What is asked ▸ Go through the records and give each one again exactly.

Material provided ▸
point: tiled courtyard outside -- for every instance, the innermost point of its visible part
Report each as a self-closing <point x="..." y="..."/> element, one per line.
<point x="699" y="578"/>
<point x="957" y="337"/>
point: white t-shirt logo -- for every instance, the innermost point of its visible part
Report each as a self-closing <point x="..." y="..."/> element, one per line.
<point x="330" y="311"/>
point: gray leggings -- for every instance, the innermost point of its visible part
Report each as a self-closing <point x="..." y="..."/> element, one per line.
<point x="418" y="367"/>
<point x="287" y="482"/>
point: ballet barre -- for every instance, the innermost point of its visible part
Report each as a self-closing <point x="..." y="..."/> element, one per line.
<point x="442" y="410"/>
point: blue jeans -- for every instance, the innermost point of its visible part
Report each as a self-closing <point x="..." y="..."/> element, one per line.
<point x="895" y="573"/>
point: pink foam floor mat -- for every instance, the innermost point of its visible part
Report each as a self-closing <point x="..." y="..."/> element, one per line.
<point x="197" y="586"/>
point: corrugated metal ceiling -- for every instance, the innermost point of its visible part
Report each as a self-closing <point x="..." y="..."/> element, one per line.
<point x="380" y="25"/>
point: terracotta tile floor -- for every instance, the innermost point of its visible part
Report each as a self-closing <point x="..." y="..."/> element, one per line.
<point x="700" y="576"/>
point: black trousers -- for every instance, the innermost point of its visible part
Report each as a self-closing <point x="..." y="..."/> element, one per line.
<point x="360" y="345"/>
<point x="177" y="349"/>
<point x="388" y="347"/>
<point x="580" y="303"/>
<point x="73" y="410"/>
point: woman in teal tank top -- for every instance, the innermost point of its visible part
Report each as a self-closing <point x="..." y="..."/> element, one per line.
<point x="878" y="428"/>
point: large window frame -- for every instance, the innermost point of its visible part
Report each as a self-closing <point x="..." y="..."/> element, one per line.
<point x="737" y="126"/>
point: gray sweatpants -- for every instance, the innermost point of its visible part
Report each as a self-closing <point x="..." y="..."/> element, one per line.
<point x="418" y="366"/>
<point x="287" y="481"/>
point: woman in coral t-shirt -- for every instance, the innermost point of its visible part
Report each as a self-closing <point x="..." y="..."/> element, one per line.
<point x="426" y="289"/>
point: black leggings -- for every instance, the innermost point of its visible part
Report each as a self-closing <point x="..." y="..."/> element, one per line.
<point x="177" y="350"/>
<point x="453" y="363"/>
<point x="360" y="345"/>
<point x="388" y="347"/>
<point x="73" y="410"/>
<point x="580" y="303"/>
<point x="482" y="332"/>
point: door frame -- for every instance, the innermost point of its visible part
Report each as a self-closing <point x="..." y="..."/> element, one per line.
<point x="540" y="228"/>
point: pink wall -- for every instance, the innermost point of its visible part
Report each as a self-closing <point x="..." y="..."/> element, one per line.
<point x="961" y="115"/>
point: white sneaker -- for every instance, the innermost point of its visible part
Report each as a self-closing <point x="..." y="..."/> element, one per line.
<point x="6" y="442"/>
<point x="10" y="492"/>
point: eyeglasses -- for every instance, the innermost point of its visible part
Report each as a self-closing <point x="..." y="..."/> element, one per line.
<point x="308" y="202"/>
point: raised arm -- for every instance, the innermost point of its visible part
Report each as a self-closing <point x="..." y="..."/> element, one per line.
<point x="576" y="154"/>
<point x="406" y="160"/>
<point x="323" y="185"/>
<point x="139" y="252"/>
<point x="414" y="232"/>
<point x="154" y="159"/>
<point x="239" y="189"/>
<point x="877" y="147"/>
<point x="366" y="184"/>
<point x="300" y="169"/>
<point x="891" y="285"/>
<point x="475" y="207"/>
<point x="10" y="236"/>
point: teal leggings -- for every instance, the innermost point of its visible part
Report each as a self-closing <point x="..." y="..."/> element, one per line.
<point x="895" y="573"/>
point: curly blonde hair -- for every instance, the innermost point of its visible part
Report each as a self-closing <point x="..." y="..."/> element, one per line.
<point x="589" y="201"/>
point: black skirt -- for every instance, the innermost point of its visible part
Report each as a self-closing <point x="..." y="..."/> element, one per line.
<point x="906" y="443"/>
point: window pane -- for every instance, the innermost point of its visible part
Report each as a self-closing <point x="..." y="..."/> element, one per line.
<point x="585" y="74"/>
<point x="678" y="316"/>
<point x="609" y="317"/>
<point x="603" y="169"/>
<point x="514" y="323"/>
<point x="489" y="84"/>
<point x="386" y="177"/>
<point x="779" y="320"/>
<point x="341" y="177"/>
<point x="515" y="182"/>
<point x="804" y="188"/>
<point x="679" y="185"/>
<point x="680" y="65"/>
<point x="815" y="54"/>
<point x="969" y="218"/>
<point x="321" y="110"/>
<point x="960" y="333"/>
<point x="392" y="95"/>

Answer below ▸
point: tiled courtyard outside -- for every instance, the innermost point of its visible part
Report each as a self-closing <point x="..." y="..."/> element, one per line.
<point x="699" y="578"/>
<point x="957" y="337"/>
point: white t-shirt logo -- for every instance, the innermost point of its visible part
Report each as a self-closing <point x="..." y="..."/> element, one per line.
<point x="330" y="311"/>
point: gray leggings -- for every instance, the innermost point of its visible part
Report each as a self-closing <point x="..." y="..."/> element, one per line.
<point x="418" y="367"/>
<point x="287" y="482"/>
point: ballet barre -- for every instance, the innermost point of its visible part
Report each as a self-closing <point x="..." y="..."/> element, one per line.
<point x="442" y="410"/>
point: blue jeans -- for every instance, the innermost point of its visible part
Report each as a self-closing <point x="..." y="..."/> element, one per line.
<point x="895" y="573"/>
point: pink foam floor mat -- for every instance, the innermost point of its visible part
Report each as a self-closing <point x="..." y="..."/> element, one per line.
<point x="197" y="586"/>
point: corrugated metal ceiling -- for every instance, the innermost point of its visible part
Report each as a self-closing <point x="..." y="..."/> element, one per line.
<point x="380" y="25"/>
point: terracotta tile floor -- for every instance, the innermost point of its visible part
Report each as a self-closing <point x="..." y="..."/> element, one per line.
<point x="700" y="576"/>
point: black trousers -- for every instance, the innermost point of its visible part
Report each as a self-closing <point x="..." y="..."/> element, one per line.
<point x="360" y="345"/>
<point x="177" y="349"/>
<point x="388" y="347"/>
<point x="580" y="303"/>
<point x="73" y="410"/>
point: woman in teal tank top -- for every instance, the innermost point of its visible part
Report each as a self-closing <point x="..." y="..."/> element, one per line.
<point x="878" y="428"/>
point: large window frame -- for every instance, the innermost point of its visible part
Report each as a self-closing <point x="..." y="..."/> element, one per line.
<point x="737" y="126"/>
point: gray sweatpants -- for every instance, the innermost point of its visible part
Report each as a self-closing <point x="..." y="..."/> element, one per line.
<point x="418" y="366"/>
<point x="287" y="481"/>
point: woman in coral t-shirt -- for every instance, the innermost point of its visible part
Report each as a self-closing <point x="..." y="..."/> element, one per line.
<point x="426" y="289"/>
point: black leggings -- for every instance, the innermost point of its visible part
Report each as a self-closing <point x="..." y="..."/> element, one per line.
<point x="177" y="350"/>
<point x="453" y="363"/>
<point x="360" y="345"/>
<point x="388" y="347"/>
<point x="73" y="410"/>
<point x="580" y="303"/>
<point x="482" y="332"/>
point: door frame -- for every instance, the innermost point of its visible part
Report each as a self-closing <point x="..." y="..."/> element, one per line.
<point x="540" y="228"/>
point: pink wall -- for every instance, the innermost point of its visible part
Report each as a self-closing <point x="..." y="..."/> element, one per line.
<point x="961" y="115"/>
point: white sneaker -- for every instance, the innermost point of its visible part
Report each as a self-closing <point x="..." y="..."/> element, one per line.
<point x="6" y="442"/>
<point x="10" y="492"/>
point: eyeglasses -- for every instance, the innermost point of its visible part
Report each as a self-closing <point x="..." y="..."/> element, one per line.
<point x="308" y="202"/>
point: raised arm -- for every instance, the innermost point of its visible part
Report each as a self-closing <point x="..." y="..."/> element, one per line.
<point x="576" y="154"/>
<point x="406" y="160"/>
<point x="323" y="185"/>
<point x="139" y="252"/>
<point x="414" y="232"/>
<point x="154" y="159"/>
<point x="239" y="189"/>
<point x="877" y="147"/>
<point x="366" y="184"/>
<point x="300" y="169"/>
<point x="891" y="285"/>
<point x="475" y="207"/>
<point x="10" y="236"/>
point: teal leggings -- for every instance, the innermost point of its visible part
Report each as a self-closing <point x="..." y="..."/> element, one per line.
<point x="895" y="573"/>
point: curly blonde hair -- for every instance, the innermost point of its visible part
Report each as a self-closing <point x="..." y="..."/> element, one per line.
<point x="589" y="201"/>
point: black skirt -- for every instance, the innermost point of its visible part
Report each as a self-closing <point x="..." y="..."/> element, one per line.
<point x="906" y="443"/>
point: window pane -- for every instance, the innermost point of its visible part
Report each as a self-closing <point x="..." y="..."/> element, one per line.
<point x="585" y="74"/>
<point x="678" y="316"/>
<point x="609" y="317"/>
<point x="603" y="169"/>
<point x="514" y="323"/>
<point x="489" y="84"/>
<point x="386" y="177"/>
<point x="779" y="320"/>
<point x="341" y="177"/>
<point x="515" y="182"/>
<point x="804" y="188"/>
<point x="679" y="185"/>
<point x="680" y="65"/>
<point x="815" y="54"/>
<point x="969" y="218"/>
<point x="321" y="110"/>
<point x="960" y="333"/>
<point x="392" y="95"/>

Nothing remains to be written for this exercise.